→ PROBLEM TO WORK ON: In the data below, take the lines from the one with "Can you spot the rooftop" up to and including the one with "x=176, y=445". Write them out again with "butterfly" replaced by "moth" and nothing else changed.

→ PROVIDED ENTRIES:
* * * *
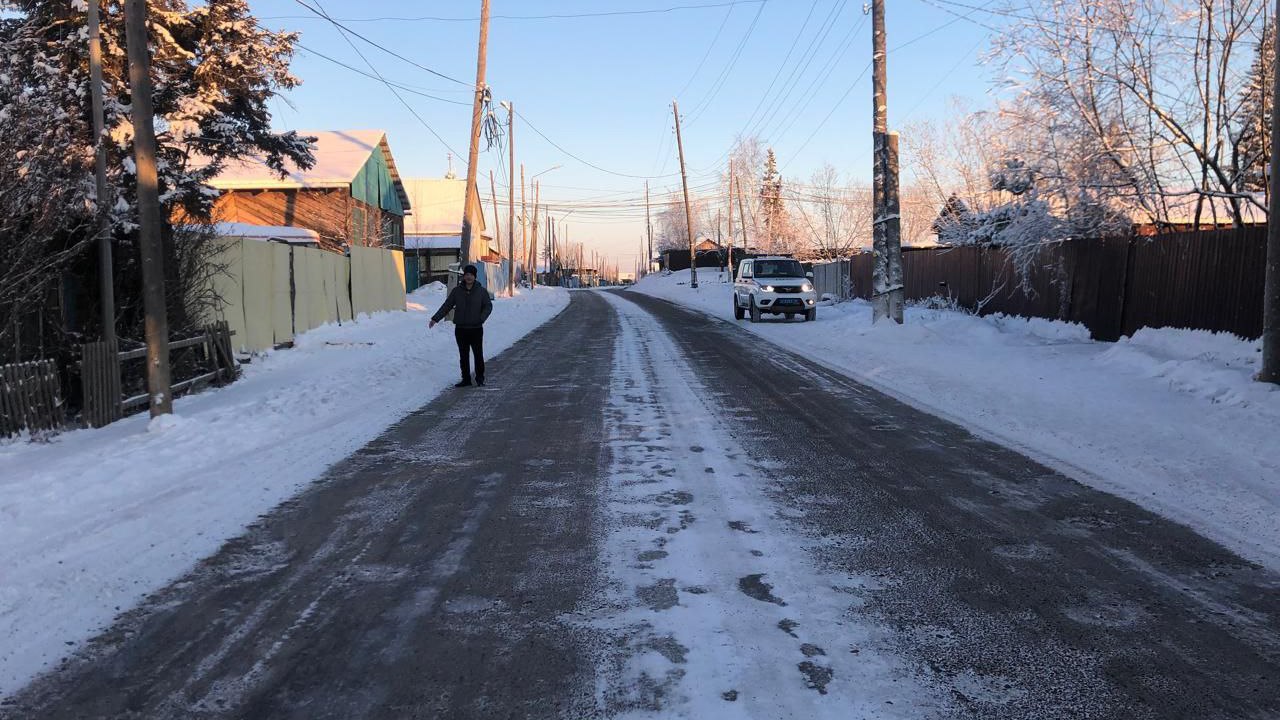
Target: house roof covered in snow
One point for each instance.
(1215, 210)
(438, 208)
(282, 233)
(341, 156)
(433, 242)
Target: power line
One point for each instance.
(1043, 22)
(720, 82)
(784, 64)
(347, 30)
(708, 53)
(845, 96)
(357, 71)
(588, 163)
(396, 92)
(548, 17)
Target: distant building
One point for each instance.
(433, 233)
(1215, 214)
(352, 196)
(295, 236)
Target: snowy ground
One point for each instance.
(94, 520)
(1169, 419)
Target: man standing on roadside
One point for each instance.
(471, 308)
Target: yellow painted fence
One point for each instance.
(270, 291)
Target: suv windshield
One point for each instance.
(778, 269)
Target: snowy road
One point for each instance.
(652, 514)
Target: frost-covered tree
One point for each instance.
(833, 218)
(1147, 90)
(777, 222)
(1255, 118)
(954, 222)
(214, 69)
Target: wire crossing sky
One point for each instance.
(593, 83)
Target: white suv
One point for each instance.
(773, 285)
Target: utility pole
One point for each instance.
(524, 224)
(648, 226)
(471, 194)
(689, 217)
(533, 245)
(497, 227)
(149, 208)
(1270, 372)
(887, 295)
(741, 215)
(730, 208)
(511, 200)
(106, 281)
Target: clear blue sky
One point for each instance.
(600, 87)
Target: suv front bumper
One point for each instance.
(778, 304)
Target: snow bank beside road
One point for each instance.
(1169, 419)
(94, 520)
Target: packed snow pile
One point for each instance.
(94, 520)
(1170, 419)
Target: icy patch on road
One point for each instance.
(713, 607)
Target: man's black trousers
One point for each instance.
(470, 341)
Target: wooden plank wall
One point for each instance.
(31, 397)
* * * *
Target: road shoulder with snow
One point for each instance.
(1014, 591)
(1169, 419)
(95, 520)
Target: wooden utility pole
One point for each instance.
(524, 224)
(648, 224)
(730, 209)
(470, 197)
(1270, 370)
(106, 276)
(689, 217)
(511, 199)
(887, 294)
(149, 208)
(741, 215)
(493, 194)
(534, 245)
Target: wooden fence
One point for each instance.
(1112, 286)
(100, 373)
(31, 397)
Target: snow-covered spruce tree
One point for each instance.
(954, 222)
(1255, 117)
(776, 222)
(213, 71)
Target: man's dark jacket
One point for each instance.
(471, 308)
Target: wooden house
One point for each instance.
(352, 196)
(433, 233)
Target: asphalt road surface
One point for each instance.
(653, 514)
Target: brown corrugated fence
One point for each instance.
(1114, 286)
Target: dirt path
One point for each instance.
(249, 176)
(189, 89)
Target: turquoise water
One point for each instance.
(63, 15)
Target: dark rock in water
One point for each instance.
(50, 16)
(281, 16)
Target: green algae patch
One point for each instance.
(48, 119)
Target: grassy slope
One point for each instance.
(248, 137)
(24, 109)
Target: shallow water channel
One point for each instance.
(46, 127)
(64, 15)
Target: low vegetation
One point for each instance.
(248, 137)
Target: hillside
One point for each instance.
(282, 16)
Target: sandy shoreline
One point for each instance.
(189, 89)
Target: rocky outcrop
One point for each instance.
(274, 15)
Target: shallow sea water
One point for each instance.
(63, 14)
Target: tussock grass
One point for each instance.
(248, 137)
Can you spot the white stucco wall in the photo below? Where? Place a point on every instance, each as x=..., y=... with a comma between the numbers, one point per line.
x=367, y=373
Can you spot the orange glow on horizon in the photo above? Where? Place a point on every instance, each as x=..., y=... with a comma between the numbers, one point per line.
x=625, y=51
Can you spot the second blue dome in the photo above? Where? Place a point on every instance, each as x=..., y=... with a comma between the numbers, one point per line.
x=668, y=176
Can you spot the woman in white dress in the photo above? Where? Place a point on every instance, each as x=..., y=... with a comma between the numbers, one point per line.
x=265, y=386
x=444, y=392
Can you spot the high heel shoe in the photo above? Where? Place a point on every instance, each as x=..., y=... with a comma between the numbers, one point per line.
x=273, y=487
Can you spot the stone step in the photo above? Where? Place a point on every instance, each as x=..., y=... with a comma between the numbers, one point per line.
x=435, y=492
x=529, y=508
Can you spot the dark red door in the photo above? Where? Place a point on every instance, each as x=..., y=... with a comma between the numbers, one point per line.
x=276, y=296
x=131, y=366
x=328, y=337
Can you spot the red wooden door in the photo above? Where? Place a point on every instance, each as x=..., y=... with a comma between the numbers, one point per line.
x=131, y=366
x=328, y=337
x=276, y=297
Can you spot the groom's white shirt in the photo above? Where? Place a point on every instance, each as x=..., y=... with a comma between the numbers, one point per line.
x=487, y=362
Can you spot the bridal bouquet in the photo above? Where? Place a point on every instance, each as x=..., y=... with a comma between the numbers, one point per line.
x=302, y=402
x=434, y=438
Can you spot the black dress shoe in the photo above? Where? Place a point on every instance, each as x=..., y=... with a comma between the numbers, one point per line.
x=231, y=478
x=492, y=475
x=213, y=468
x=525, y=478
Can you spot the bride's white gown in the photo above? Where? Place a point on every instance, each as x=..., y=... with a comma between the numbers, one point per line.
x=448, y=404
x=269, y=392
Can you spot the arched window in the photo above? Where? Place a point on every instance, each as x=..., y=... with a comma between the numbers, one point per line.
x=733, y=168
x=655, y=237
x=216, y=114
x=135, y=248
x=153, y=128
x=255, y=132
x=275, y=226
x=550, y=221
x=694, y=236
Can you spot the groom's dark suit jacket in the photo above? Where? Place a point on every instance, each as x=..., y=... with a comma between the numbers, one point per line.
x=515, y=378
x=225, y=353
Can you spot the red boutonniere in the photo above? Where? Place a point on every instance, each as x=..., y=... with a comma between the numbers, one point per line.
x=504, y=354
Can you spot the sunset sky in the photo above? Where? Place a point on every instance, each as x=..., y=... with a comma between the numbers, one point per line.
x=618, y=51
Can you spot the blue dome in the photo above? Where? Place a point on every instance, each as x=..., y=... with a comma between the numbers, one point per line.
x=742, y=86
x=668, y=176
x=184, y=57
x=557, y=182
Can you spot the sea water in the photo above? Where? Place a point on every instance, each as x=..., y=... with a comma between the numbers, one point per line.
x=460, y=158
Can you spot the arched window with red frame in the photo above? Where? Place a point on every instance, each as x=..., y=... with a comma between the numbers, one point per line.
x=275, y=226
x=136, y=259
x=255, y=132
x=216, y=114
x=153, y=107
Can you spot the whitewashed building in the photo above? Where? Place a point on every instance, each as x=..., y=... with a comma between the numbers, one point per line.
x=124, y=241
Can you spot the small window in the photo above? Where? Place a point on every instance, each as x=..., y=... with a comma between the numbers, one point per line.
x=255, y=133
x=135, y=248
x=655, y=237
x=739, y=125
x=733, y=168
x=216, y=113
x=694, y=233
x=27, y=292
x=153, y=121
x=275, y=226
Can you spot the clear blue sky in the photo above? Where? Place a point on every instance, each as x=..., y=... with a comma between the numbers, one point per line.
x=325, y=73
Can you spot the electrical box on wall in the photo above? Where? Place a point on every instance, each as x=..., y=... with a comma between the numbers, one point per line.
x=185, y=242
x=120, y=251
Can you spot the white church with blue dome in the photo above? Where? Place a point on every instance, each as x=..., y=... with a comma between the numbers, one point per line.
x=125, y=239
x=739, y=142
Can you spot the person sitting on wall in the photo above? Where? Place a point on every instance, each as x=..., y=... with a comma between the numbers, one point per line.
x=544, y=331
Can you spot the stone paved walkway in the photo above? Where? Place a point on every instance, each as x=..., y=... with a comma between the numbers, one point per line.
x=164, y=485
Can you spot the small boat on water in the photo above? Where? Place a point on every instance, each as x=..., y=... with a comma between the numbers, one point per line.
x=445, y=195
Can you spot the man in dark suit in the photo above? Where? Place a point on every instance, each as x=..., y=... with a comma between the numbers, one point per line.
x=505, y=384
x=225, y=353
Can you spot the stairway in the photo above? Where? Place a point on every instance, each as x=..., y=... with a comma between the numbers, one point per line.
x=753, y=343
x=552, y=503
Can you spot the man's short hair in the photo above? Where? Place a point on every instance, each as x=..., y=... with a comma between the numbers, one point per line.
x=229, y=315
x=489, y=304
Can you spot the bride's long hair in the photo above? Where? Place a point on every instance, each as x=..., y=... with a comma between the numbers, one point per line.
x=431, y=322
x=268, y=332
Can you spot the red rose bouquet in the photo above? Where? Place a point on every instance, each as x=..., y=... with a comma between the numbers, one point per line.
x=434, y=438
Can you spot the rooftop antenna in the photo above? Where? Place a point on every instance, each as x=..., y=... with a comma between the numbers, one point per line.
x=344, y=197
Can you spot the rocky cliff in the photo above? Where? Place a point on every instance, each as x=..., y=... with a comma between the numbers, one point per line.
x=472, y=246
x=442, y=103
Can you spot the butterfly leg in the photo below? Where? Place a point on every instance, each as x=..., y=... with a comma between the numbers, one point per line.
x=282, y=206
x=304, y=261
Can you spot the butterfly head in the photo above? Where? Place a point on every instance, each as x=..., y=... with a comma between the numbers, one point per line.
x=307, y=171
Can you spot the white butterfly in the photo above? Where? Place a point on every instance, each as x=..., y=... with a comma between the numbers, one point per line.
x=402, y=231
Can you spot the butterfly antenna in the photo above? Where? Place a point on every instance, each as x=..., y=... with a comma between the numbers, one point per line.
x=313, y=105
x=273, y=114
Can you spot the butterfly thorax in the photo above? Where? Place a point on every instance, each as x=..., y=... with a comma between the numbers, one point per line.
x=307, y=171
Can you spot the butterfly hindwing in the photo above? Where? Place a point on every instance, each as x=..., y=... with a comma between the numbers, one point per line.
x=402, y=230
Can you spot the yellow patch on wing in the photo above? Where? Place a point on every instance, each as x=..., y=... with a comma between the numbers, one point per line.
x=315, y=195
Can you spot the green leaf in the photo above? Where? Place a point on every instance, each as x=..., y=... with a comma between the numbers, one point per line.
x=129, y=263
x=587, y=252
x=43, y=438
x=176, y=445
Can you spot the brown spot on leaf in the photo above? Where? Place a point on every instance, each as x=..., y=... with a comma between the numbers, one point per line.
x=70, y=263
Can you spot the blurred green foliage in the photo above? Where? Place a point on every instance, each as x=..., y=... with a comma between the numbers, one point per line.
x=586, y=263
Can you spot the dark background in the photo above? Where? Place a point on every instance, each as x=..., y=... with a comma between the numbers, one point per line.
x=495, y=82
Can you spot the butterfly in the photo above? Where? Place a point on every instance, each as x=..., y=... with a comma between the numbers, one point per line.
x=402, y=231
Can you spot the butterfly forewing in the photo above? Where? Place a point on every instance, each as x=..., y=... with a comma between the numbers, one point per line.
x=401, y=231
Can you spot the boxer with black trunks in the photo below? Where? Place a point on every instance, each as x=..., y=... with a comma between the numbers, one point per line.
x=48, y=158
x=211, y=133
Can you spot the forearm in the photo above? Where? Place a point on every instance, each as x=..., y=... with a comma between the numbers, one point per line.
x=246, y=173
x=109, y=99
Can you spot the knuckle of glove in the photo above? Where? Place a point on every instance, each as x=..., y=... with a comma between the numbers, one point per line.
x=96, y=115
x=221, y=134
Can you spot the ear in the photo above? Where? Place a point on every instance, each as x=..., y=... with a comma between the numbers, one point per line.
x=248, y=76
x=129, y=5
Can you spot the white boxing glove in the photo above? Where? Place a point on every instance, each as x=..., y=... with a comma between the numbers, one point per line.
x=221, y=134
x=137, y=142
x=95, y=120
* * * *
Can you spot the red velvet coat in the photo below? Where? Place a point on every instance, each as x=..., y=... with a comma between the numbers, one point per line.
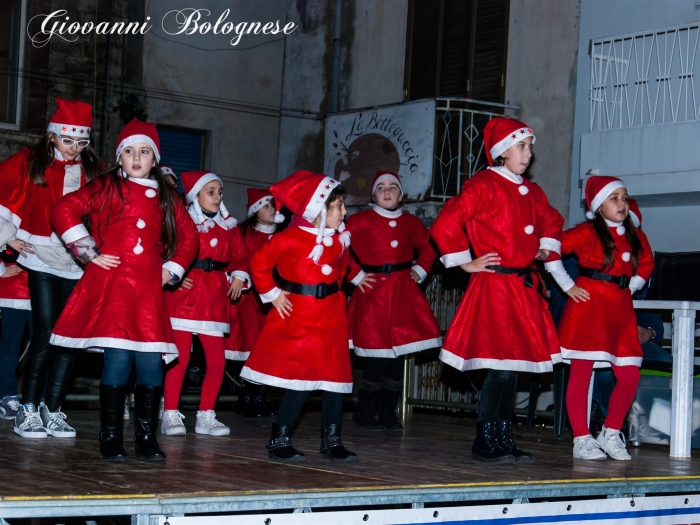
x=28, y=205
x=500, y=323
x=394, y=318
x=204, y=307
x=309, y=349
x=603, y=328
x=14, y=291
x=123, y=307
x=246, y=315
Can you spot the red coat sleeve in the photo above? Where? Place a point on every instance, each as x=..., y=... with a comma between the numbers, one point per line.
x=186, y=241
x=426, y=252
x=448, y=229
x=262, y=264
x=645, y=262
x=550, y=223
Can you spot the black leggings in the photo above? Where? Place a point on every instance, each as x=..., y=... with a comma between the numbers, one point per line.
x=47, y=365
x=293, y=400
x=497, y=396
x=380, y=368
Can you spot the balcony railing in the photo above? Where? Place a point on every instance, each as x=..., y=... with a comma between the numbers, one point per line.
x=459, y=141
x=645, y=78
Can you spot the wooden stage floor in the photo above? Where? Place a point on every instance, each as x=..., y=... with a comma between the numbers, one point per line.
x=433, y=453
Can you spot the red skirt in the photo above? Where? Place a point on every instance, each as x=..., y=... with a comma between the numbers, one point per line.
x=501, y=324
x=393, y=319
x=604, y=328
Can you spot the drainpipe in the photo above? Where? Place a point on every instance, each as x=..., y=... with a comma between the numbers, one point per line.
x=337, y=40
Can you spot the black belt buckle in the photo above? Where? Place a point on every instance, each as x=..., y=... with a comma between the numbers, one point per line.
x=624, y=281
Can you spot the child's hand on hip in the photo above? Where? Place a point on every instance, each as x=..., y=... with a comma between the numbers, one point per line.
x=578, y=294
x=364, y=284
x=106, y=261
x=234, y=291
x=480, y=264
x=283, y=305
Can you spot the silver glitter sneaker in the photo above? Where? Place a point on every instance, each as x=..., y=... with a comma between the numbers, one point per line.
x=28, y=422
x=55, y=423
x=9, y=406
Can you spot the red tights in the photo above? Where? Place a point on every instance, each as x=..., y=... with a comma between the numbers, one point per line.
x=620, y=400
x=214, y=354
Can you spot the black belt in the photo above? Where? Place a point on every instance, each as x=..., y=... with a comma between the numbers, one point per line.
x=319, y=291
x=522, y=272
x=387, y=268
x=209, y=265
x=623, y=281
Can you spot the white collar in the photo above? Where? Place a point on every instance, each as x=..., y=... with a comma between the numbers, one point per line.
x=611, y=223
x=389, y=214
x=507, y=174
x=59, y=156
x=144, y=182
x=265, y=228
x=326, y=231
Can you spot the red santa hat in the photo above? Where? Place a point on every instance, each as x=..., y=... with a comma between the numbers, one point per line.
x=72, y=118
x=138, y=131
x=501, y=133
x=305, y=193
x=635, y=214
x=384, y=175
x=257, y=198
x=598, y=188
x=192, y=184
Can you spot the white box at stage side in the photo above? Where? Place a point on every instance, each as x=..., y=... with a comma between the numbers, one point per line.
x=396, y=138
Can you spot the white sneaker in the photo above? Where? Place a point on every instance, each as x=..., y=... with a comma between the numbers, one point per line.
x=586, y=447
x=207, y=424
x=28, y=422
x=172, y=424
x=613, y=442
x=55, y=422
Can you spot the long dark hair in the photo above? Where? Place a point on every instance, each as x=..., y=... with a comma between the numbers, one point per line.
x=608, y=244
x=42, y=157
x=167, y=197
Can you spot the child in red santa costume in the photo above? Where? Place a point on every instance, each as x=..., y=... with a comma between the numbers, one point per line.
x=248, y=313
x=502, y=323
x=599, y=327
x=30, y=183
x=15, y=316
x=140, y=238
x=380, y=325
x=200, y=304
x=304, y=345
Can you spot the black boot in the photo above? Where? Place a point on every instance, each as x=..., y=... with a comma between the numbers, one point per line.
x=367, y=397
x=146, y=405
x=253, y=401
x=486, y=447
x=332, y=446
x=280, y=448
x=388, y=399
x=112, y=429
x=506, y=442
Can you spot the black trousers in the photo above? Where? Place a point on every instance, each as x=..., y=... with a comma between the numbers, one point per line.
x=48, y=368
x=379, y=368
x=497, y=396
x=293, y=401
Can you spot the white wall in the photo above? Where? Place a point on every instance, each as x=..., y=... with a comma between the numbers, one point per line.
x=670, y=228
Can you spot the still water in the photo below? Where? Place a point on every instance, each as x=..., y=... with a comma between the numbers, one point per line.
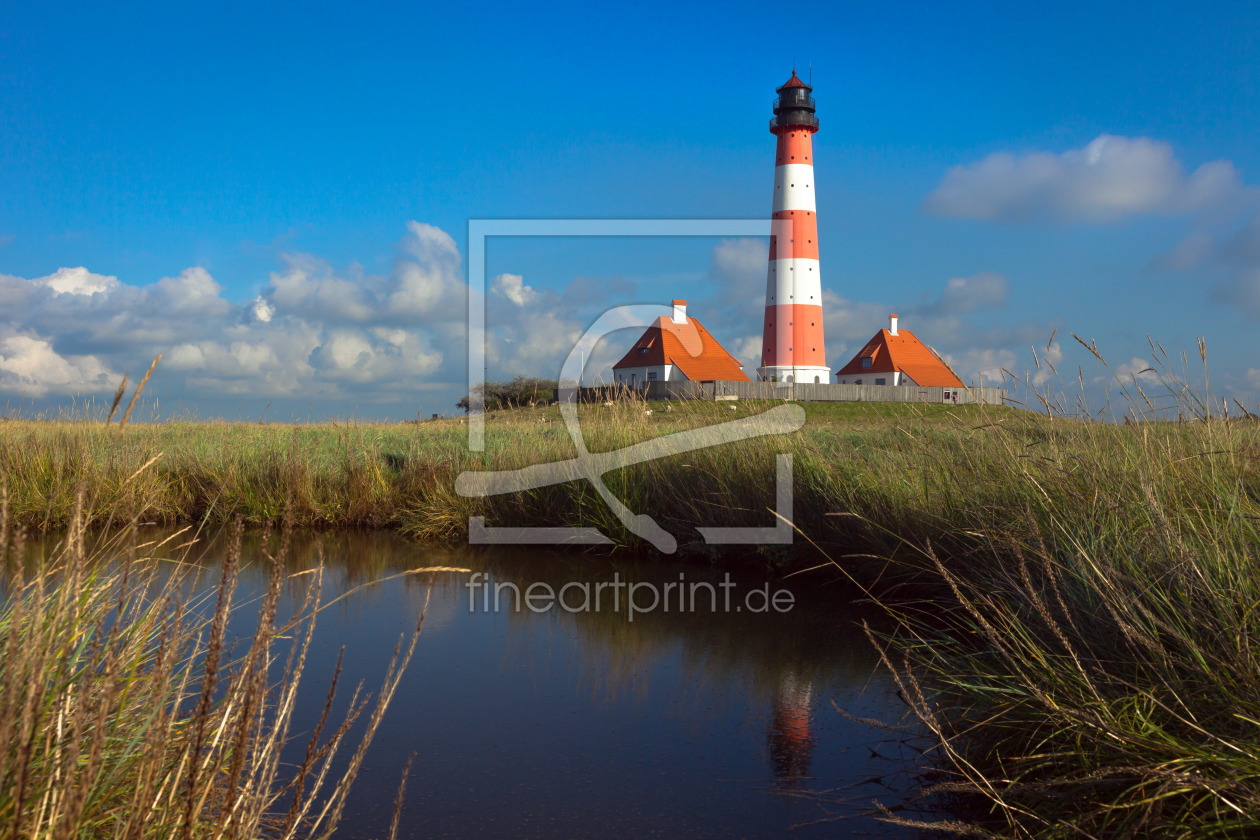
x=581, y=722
* * * *
→ TASK ANSWER:
Can you spot the rooftop antenna in the photo above? Where? Place a point on every instance, each as x=..., y=... with a comma between the numbers, one point per line.
x=344, y=197
Can you spot the rocky cliff in the photo above? Where? Place a point on every instance, each as x=..., y=... with a comma between the numbers, one point per line.
x=472, y=246
x=442, y=103
Can you spot the moth leg in the photo below? Where? Place a point on every instance, each as x=..., y=... with a comma between the numbers, one point per line.
x=282, y=206
x=304, y=261
Can you spot the moth head in the photo above? Where? Place a point on every instance, each as x=..., y=... with a comma between the numbers, one point per line.
x=307, y=171
Can you spot the white moth in the photo above? Where? Place a point on every instance, each as x=..., y=... with a comma between the numbers, one point per line.
x=402, y=231
Can you spot the moth antenna in the photo above? Where? Place a point on every instance, each as x=..., y=... with a comma between the numbers, one point per line.
x=313, y=105
x=273, y=114
Can you spot the moth thorax in the photo above? Where? Place a point on every instance, each as x=..., y=... with a comma between the numbers, one point per line.
x=307, y=171
Can you spot the moth hindwing in the photo above? Where? Place a point on every instance, each as x=..., y=... with a comma between the numbers, one point per line.
x=402, y=230
Can you spot the yellow patch on wing in the photo above? Where? Place a point on every instance, each as x=..., y=... with a comma between the numbers, one point per line.
x=315, y=195
Can you spot the green leaf in the photo above? Where? Place a point on every instance, each as x=..., y=... with a comma between the numbers, one point per line.
x=129, y=263
x=587, y=252
x=43, y=438
x=176, y=445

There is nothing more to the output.